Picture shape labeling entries
* * * * * * *
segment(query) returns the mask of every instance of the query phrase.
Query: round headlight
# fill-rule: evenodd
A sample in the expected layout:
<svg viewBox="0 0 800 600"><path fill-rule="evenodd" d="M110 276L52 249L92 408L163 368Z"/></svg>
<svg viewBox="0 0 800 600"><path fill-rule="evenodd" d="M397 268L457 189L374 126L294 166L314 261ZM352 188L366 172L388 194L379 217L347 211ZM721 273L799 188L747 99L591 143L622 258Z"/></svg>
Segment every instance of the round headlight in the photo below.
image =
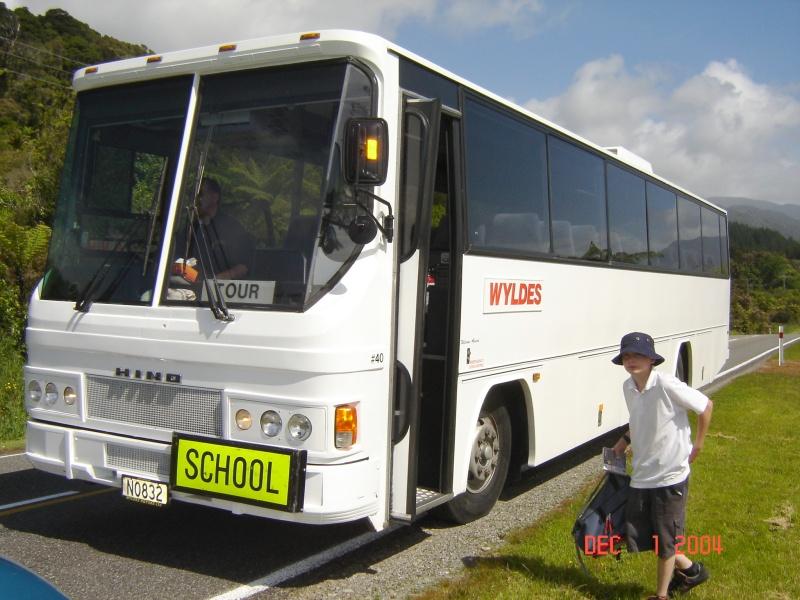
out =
* * * * * * *
Rewrite the entries with "round headlight" swapped for "fog lamp" everywhere it occurs, leaving everything else as it is, and omit the pictures from your answer.

segment(query) returns the mask of every instance of the query phrase.
Query: fog lamp
# fill-rule: evenodd
A sample in the expected layout:
<svg viewBox="0 0 800 600"><path fill-rule="evenodd" d="M110 276L52 249L92 408L163 368Z"/></svg>
<svg viewBox="0 0 800 600"><path fill-rule="evenodd" d="M397 268L457 189L374 126L294 166L314 261ZM352 188L366 172L388 194L379 217L347 211ZM721 273L799 188L747 99L591 143L622 258Z"/></svg>
Segment every instance of the fog lamp in the photo below.
image =
out =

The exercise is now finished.